Records from a point-labeling set
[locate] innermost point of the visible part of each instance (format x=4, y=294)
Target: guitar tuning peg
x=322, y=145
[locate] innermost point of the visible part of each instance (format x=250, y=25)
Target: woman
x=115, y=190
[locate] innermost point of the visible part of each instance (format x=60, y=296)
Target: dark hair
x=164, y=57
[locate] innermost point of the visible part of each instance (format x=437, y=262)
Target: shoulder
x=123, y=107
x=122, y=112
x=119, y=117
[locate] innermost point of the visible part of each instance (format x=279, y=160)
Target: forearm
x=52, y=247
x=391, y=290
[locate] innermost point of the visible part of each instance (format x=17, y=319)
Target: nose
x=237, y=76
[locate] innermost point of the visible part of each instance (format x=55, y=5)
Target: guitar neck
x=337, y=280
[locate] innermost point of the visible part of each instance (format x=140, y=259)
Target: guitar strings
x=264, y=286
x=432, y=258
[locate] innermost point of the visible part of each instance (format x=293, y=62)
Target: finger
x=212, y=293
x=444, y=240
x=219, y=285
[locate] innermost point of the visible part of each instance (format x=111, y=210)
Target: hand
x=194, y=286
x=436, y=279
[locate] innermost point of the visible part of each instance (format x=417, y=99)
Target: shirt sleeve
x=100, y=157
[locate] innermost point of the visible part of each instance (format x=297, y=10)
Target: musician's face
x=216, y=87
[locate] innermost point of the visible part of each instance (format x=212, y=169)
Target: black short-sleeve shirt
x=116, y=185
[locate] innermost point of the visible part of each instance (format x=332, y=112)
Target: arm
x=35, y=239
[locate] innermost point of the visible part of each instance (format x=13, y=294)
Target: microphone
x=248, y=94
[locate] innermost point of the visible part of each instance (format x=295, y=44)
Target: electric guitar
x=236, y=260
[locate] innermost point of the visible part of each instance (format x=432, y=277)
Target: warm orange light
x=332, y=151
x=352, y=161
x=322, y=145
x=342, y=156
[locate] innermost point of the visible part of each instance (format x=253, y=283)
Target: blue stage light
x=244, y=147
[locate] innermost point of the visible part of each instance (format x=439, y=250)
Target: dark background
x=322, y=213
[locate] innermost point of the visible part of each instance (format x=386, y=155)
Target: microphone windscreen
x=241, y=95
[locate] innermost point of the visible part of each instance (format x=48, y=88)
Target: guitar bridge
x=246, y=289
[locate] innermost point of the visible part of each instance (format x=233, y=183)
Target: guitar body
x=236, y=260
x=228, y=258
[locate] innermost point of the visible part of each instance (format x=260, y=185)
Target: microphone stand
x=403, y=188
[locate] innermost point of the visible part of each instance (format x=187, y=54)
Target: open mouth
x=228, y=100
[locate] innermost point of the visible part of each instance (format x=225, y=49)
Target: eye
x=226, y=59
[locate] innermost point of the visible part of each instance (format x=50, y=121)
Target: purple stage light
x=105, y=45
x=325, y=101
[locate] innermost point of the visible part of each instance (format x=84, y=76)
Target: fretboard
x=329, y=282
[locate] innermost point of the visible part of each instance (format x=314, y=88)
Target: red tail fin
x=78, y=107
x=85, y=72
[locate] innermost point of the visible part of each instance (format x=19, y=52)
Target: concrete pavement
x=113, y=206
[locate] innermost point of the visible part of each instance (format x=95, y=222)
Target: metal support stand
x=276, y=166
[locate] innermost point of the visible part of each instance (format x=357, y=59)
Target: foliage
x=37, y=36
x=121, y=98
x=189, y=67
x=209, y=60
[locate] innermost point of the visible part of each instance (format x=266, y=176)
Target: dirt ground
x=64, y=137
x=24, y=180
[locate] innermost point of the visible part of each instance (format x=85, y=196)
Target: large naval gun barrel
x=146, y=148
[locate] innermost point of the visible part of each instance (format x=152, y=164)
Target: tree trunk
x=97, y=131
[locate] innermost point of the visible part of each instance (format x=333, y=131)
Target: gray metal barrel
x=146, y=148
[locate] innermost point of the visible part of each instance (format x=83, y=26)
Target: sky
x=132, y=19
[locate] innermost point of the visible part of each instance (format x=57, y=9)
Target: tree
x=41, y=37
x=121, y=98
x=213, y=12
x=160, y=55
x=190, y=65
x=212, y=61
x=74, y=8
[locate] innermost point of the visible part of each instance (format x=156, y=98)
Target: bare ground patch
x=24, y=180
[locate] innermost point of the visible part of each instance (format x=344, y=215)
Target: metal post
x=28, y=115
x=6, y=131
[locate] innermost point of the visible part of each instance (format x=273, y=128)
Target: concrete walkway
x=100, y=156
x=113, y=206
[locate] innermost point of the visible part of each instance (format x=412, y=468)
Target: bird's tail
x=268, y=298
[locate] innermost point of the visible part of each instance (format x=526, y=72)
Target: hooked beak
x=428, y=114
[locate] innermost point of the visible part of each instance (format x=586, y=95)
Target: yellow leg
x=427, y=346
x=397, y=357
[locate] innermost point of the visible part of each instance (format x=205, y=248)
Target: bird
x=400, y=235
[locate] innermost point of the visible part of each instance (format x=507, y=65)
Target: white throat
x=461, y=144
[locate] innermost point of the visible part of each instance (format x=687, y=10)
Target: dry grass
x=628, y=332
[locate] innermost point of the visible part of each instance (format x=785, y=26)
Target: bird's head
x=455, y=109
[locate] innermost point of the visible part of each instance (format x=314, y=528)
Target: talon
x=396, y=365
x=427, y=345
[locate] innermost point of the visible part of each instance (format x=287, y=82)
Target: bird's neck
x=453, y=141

#### Aim:
Reproduce the listing above line for line, without changing anything.

#### Solution to this exercise:
[locate] innermost point of the visible part of each instance (format x=4, y=294)
Target: guitar tuning peg
x=322, y=145
[locate] innermost point of the visible part of each instance (format x=250, y=25)
Target: woman
x=115, y=190
[locate] innermost point of the visible part of each instance (format x=60, y=296)
Target: dark hair
x=164, y=57
[locate] innermost point of the visible part of each instance (format x=437, y=262)
Target: shoulder
x=123, y=107
x=122, y=112
x=119, y=117
[locate] innermost point of the visible part of each instance (format x=279, y=160)
Target: forearm
x=52, y=247
x=391, y=290
[locate] innermost point of the visible part of each instance (format x=17, y=319)
Target: nose
x=237, y=76
[locate] innermost point of the visible part of each instance (format x=55, y=5)
Target: guitar neck
x=337, y=280
[locate] innermost point of the visible part of each instance (format x=140, y=259)
Target: guitar strings
x=264, y=286
x=432, y=258
[locate] innermost point of the visible part of each instance (format x=293, y=62)
Target: finger
x=212, y=293
x=444, y=240
x=219, y=285
[locate] innermost point of the visible part of each instance (format x=111, y=210)
Target: hand
x=194, y=286
x=436, y=279
[locate] innermost point of the visible part of each instance (format x=417, y=99)
Target: shirt sleeve
x=100, y=157
[locate] innermost point of the visible part of each instance (format x=297, y=10)
Target: musician's face
x=216, y=87
[locate] innermost point of the visible part of each instance (format x=212, y=169)
Target: black short-sleeve shirt
x=116, y=185
[locate] innermost point of the visible part of each instance (format x=332, y=112)
Target: arm
x=35, y=239
[locate] innermost point of the visible part of each instance (format x=13, y=294)
Target: microphone
x=248, y=94
[locate] innermost point of the visible part of each instance (format x=295, y=44)
Target: electric guitar
x=236, y=260
[locate] innermost point of the visible part of each instance (format x=432, y=277)
Target: warm orange light
x=332, y=151
x=352, y=161
x=322, y=145
x=342, y=156
[locate] innermost point of the visible part of each instance (format x=253, y=283)
Target: blue stage light
x=244, y=147
[locate] innermost point of the visible part of each instance (format x=439, y=250)
Target: dark background
x=322, y=213
[locate] innermost point of the visible part of each instance (format x=386, y=155)
Target: microphone windscreen
x=241, y=95
[locate] innermost point of the visible part of each instance (format x=48, y=88)
Target: guitar bridge
x=246, y=289
[locate] innermost point of the visible part of each instance (format x=233, y=183)
Target: guitar body
x=236, y=260
x=228, y=258
[locate] innermost point of the visible part of each instance (format x=260, y=185)
Target: microphone stand
x=403, y=188
[locate] innermost point of the visible part of each instance (format x=187, y=54)
Target: open mouth
x=228, y=100
[locate] innermost point of the visible part of each instance (format x=225, y=49)
Target: eye
x=226, y=59
[locate] innermost point of the visible part of each instance (format x=50, y=121)
Target: purple stage light
x=105, y=45
x=325, y=101
[locate] innermost point of the visible part of each instance (format x=84, y=76)
Target: fretboard
x=329, y=282
[locate] innermost point of the visible part of each instance (format x=314, y=88)
Target: red tail fin
x=78, y=107
x=85, y=72
[locate] innermost point of the visible part of each instance (format x=19, y=52)
Target: concrete pavement
x=113, y=206
[locate] innermost point of the visible part of each instance (format x=95, y=222)
Target: metal support stand
x=276, y=166
[locate] innermost point of the visible part of each instance (format x=357, y=59)
Target: foliage
x=37, y=36
x=121, y=98
x=189, y=67
x=209, y=60
[locate] innermost point of the visible part of each instance (format x=266, y=176)
Target: dirt ground
x=64, y=137
x=24, y=180
[locate] innermost point of the visible part of each instance (format x=85, y=196)
Target: large naval gun barrel
x=146, y=148
[locate] innermost point of the visible part of each instance (format x=152, y=164)
Target: tree trunk
x=97, y=131
[locate] innermost point of the visible part of each instance (format x=333, y=131)
Target: gray metal barrel
x=146, y=148
[locate] innermost point of the visible part of each instance (format x=83, y=26)
Target: sky
x=132, y=19
[locate] innermost point of the visible part of each instance (format x=57, y=9)
Target: tree
x=41, y=37
x=121, y=98
x=213, y=12
x=160, y=55
x=190, y=65
x=212, y=61
x=74, y=8
[locate] innermost point of the visible part of each instance (format x=156, y=98)
Target: bare ground patch
x=24, y=180
[locate] innermost point of the visible part of each instance (format x=344, y=215)
Target: metal post
x=28, y=115
x=6, y=131
[locate] innermost point of the visible part of each instance (format x=273, y=128)
Target: concrete walkway
x=100, y=156
x=113, y=206
[locate] innermost point of the visible part of each instance (format x=412, y=468)
Target: bird's tail
x=268, y=298
[locate] innermost point of the visible part of each instance (format x=526, y=72)
Target: hooked beak
x=428, y=114
[locate] innermost point of the visible part of each instance (format x=586, y=95)
Target: yellow leg
x=427, y=346
x=397, y=357
[locate] innermost point of the visible part of each instance (format x=205, y=248)
Target: bird
x=400, y=235
[locate] innermost point of the visible part of each instance (format x=507, y=65)
Target: white throat
x=461, y=144
[locate] innermost point of the visible part of each instance (format x=687, y=10)
Target: dry grass
x=628, y=332
[locate] innermost point of the visible part of each instance (format x=785, y=26)
Target: bird's head
x=455, y=109
[locate] innermost point of the visible part of each instance (format x=314, y=528)
Target: talon
x=396, y=365
x=427, y=345
[locate] innermost point of the visible part of each instance (format x=287, y=82)
Target: bird's neck
x=453, y=141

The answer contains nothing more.